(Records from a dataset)
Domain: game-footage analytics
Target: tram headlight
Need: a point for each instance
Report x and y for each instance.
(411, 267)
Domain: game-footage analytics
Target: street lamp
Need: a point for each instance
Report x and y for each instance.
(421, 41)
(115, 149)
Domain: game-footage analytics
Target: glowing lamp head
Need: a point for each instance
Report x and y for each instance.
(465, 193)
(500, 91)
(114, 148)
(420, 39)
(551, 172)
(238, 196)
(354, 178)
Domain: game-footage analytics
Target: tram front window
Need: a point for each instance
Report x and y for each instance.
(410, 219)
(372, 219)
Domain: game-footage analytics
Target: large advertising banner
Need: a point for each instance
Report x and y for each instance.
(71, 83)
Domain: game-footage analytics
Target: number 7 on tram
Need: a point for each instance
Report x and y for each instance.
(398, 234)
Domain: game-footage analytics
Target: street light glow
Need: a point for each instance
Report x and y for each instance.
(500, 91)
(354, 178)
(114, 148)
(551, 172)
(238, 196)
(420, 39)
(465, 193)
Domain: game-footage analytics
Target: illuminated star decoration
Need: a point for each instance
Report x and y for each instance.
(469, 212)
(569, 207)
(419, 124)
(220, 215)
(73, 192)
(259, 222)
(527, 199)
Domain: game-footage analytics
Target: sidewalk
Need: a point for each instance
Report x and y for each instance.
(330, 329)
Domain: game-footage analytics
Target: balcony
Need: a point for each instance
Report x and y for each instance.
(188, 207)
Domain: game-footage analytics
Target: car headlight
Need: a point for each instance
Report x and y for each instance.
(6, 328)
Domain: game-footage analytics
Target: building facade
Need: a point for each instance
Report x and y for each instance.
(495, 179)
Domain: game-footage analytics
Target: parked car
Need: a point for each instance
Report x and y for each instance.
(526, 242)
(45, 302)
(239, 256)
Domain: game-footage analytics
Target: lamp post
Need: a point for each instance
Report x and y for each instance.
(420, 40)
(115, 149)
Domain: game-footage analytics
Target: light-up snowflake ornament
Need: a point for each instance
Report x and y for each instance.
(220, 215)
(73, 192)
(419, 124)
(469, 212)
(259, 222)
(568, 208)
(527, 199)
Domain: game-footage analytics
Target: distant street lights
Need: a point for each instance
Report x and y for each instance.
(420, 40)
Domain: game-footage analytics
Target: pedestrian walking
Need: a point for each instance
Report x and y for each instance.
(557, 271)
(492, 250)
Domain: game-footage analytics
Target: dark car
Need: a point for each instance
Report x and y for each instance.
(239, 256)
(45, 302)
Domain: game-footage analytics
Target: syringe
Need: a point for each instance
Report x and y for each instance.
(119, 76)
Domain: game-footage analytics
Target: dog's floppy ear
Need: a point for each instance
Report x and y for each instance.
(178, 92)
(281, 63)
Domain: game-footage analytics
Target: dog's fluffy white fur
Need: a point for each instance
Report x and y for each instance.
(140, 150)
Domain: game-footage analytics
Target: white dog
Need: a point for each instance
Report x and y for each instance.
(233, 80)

Directions for this task >> Look over the records. Copy the lines that include the word "white".

Completed exercise >>
Target: dog's fluffy white fur
Target: white dog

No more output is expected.